#### TRECHO SELECIONADO
Entendo, assim, que o conceito de matéria-prima, para os fins do aludido dispositivo legal, não se prende ao produto ou substância que imediata e diretamente seja utilizado para a produção da droga. A produção da droga pode compreender - e geralmente compreende - várias etapas, assim como também podem ser múltiplas as transformações necessárias à conformação da substância entorpecente. Desse modo, mesmo as substâncias ou produtos utilizados nas primeiras etapas da produção da droga são, para os fins legais, matérias-primas ou, conforme o caso, insumos.
Nessa ordem de ideias, Carlos Roberto Bacila sustenta, em sede doutrinária, que o conceito de matéria-prima 'refere-se às sementes da planta que originarão as drogas, bem como as mesmas plantas no caso das drogas que são derivadas de plantas, como é o caso da maconha, da planta de coca e da papoula, que é utilizada para a produção do ópio, da morfina e da heroína. (....) Portanto, sementes, plantas e produtos fundamentais constituem matéria-prima da droga' (Comentários penais e processuais penais à lei de drogas: Lei n.º 11.343/2006. Rio de Janeiro: Lumen Júris, 2007, p. 111).
Lembre-se de que são exemplos clássicos de matéria-prima, para os fins do artigo 33, § 1º, inciso I, o éter e a acetona, substâncias que podem ser usadas para outras finalidades que não a produção de drogas. Ainda na vigência da Lei n.º 6.368/1976, o Supremo Tribunal Federal proclamou que o éter e a acetona são alcançados pela expressão "matéria-prima" e que é irrelevante a circunstância de não constarem na lista de substâncias entorpecentes (STF, 1ª Turma, HC 69308/SP, rel. Min. Moreira Alves, j. 28/4/1992).
Também já decidiu o Excelso Pretório, em pelo menos duas outras ocasiões que versavam sobre éter e acetona, que "a expressão 'matéria-prima' constante do inciso I do parágrafo 1º do artigo 12 da Lei 6.368/76 compreende não só as substâncias destinadas exclusivamente à preparação da droga, como as que, eventualmente, se prestem a essa finalidade" (STF, 1ª Turma, RHC 64340/MS, rel. Min. Sydney Sanches, j. 16/9/1986; STF, 1ª Turma, RE 108726/PR, rel. Min. Oscar Corrêa, j. 26/8/1986).

#### DADOS DO EXERCÍCIO
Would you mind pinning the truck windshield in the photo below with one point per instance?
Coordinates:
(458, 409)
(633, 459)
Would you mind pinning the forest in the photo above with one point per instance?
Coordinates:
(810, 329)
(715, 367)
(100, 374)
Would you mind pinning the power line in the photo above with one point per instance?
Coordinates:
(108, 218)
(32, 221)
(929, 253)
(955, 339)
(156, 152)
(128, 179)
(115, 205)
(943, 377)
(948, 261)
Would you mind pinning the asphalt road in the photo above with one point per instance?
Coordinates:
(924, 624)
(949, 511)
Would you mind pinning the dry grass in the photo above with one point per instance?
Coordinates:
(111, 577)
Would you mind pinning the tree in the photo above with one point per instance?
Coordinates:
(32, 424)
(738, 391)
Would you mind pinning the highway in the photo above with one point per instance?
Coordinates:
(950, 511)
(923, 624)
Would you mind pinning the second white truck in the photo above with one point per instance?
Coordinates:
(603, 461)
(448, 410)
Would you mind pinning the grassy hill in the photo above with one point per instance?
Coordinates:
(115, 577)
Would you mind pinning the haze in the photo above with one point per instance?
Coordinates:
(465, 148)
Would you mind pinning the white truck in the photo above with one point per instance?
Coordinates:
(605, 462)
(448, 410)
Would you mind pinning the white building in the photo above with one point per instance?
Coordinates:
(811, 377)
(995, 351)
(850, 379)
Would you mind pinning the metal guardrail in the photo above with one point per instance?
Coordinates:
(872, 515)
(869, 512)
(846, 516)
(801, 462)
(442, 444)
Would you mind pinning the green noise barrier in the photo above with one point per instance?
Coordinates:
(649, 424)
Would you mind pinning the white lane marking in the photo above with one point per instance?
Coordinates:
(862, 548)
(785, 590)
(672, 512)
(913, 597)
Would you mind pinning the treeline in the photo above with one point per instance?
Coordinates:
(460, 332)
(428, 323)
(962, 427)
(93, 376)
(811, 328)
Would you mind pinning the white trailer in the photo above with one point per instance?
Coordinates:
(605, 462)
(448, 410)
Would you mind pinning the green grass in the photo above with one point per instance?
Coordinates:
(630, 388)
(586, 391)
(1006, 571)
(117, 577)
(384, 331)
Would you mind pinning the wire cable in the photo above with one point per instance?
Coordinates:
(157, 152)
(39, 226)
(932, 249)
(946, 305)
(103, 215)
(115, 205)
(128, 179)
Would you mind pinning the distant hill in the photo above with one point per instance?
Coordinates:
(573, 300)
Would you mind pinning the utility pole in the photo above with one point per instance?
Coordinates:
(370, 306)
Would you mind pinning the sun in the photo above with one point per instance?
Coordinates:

#### EXERCÍCIO PROPOSTO 1
Responda às perguntas sobre o trecho que trata do conceito de matéria-prima na lei de drogas:
(a) Que duas substâncias o trecho apresenta como exemplos clássicos de matéria-prima?
(b) Segundo Carlos Roberto Bacila, o que constitui matéria-prima da droga?
(c) Quem foi o relator do HC 69308/SP no Supremo Tribunal Federal?
#### EXERCÍCIO PROPOSTO 2
Informe quantas linhas da listagem contêm a palavra "white". Responda apenas com o número.
O trecho e a listagem não têm nenhuma relação entre si.

#### RESPOSTA ESCRITA 1
(a) O éter e a acetona.
(b) Sementes, plantas e produtos fundamentais.
(c) O Ministro Moreira Alves.

#### RESPOSTA ESCRITA 2
5